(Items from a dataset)
□ □ □ □ □
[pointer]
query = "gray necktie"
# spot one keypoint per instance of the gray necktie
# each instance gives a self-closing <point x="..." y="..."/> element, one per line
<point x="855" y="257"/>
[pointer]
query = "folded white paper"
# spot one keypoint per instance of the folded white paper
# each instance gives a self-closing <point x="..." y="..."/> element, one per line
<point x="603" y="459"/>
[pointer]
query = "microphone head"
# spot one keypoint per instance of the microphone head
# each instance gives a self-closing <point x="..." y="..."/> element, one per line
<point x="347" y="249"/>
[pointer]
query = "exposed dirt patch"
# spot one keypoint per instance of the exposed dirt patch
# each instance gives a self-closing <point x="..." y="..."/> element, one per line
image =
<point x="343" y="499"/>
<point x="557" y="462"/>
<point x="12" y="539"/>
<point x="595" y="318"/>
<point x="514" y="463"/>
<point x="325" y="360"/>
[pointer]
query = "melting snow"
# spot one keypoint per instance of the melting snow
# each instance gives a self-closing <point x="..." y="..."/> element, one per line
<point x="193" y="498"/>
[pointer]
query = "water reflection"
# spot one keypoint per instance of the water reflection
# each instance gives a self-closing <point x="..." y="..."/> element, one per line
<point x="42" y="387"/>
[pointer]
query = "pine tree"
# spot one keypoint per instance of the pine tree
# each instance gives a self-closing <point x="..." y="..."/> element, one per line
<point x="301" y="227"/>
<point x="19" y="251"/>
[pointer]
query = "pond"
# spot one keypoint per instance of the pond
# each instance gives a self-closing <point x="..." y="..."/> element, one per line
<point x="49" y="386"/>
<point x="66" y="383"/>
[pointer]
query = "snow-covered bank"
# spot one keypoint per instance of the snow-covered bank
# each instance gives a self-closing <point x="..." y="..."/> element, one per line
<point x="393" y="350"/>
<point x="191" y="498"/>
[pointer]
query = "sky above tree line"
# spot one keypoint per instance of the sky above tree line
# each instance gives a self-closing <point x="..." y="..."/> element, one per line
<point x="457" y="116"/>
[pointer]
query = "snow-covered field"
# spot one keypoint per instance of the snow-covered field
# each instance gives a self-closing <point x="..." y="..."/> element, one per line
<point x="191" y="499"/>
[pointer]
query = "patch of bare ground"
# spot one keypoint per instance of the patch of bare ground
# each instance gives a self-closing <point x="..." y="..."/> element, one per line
□ □ □ □ □
Reproduce the entire listing word for word.

> EXERCISE OUTPUT:
[pointer]
query = "gray necktie"
# spot one keypoint per instance of the gray necktie
# each instance gives a self-closing <point x="..." y="..."/> element, one per line
<point x="855" y="257"/>
[pointer]
query = "folded white paper"
# spot one keypoint per instance of the folded white paper
# each instance gives a self-closing <point x="..." y="..."/> element, one per line
<point x="603" y="459"/>
[pointer]
query = "microphone head"
# spot one keypoint per instance of the microphone head
# each instance gives a self-closing <point x="..." y="..."/> element, one per line
<point x="347" y="249"/>
[pointer]
query = "exposed dirt patch"
# spot one keypoint per instance of the exposed dirt patch
# each instance gives a self-closing <point x="..." y="..."/> element, one per line
image =
<point x="343" y="499"/>
<point x="557" y="462"/>
<point x="12" y="539"/>
<point x="595" y="318"/>
<point x="514" y="463"/>
<point x="325" y="360"/>
[pointer]
query = "melting snow"
# spot one keypoint per instance of the melting snow
# each instance gives a self-closing <point x="..." y="..."/> element, one per line
<point x="193" y="498"/>
[pointer]
query = "water reflection"
# spot one keypoint per instance of the water reflection
# each instance gives a self-closing <point x="..." y="..."/> element, one per line
<point x="42" y="387"/>
[pointer]
query = "pine tree"
# spot one keypoint per instance of the pine tree
# each instance gives a self-closing <point x="..." y="..."/> element, one per line
<point x="301" y="227"/>
<point x="19" y="251"/>
[pointer]
query = "pond"
# spot one keypoint per instance of the pond
# each instance gives a self-closing <point x="..." y="..."/> element, one per line
<point x="49" y="386"/>
<point x="66" y="383"/>
[pointer]
query = "snow-covered bank"
# spot one keypoint per instance of the snow-covered bank
# each instance gives a self-closing <point x="..." y="..."/> element, one per line
<point x="393" y="350"/>
<point x="191" y="498"/>
[pointer]
query = "sky above tree line"
# spot one keypoint per instance of the sky above tree line
# each instance gives a self-closing <point x="..." y="..."/> element, one per line
<point x="457" y="116"/>
[pointer]
query = "snow-covered field"
# spot one keypoint per instance of the snow-covered field
# each instance gives a self-closing <point x="..." y="..."/> element, one per line
<point x="191" y="499"/>
[pointer]
query = "patch of bare ground"
# spot one keypoint per instance of the patch of bare ground
# each instance gives a self-closing <point x="..." y="..."/> element, one per line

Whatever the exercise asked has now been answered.